YOUR TASK>
Copy each line below in which the string "above" appears.

DATA FOR THE TASK>
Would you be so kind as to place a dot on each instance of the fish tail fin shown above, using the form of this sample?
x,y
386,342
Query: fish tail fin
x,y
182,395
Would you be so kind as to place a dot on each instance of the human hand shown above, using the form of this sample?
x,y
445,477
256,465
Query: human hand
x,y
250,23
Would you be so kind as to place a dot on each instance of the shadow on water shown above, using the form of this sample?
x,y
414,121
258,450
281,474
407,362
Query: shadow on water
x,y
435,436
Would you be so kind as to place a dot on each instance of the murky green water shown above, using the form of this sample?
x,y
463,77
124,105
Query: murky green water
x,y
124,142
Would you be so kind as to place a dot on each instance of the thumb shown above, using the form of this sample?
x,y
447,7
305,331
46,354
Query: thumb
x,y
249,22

SOLUTION TO THE PROBLEM>
Would you be so kind as to place a dot on each instance of the fish tail fin shown above, using the form of this sample?
Would you be so kind as to place a dot on each instance of the human hand shown above, using the form of this sample?
Would you be so kind as to place a dot on each instance of the shadow on water shown above, using the form of this sample?
Would you be so kind as to place a dot on each instance of the murky green water shown above, using the form of this sample?
Would you be so kind as to place a dot on each instance of the thumb shown above, using the form of this sample?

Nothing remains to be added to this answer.